Work to do:
Starting at the line that contains "of the eyebrow." and ending with the last line of the records, put each line into a JSON list of strings, one string per line, with blank lines omitted.

Data to process:
>> BEGIN
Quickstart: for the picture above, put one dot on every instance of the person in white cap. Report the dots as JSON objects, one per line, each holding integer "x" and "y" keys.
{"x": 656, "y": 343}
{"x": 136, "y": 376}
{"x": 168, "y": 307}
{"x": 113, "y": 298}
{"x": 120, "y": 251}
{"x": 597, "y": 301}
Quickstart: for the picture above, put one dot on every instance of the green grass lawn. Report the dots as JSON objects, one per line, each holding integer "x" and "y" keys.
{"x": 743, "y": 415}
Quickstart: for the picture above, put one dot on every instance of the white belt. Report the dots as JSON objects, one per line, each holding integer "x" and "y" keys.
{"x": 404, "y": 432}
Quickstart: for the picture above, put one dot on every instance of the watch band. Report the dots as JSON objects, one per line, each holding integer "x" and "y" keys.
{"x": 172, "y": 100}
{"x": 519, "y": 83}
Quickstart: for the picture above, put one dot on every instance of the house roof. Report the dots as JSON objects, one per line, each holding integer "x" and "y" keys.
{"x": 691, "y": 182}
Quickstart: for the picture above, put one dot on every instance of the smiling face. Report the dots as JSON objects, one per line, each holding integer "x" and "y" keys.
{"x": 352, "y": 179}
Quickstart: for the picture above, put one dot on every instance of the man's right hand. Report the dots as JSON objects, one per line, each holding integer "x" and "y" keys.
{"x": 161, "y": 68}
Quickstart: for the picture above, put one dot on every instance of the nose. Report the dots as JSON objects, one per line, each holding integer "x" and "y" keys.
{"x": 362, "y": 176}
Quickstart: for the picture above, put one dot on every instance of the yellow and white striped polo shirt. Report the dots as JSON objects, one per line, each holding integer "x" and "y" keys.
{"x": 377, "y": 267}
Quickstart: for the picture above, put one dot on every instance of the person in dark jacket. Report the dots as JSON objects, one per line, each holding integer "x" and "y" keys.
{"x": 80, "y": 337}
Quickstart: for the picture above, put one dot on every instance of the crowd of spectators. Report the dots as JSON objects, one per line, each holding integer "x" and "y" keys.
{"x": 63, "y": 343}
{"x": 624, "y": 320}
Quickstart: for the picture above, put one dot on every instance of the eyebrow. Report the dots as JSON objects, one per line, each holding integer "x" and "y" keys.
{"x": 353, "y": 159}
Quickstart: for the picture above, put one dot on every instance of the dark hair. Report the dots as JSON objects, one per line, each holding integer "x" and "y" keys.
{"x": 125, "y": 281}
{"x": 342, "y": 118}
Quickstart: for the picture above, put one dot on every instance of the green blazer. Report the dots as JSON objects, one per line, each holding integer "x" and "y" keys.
>> END
Written solution:
[
  "Quickstart: for the picture above, put one dot on every instance of the eyebrow. Report the dots as JSON objects, one per line, each holding integer \"x\" and \"y\" keys.",
  "{\"x\": 353, \"y\": 159}",
  "Quickstart: for the picture above, put one dot on every instance of the dark hair. Report the dots as JSON objects, one per line, each holding integer \"x\" and \"y\" keys.",
  "{\"x\": 125, \"y\": 281}",
  "{\"x\": 342, \"y\": 118}",
  "Quickstart: for the picture above, put one dot on every instance of the green blazer. Report the dots as JSON objects, one per line, each holding integer \"x\" and \"y\" keys."
]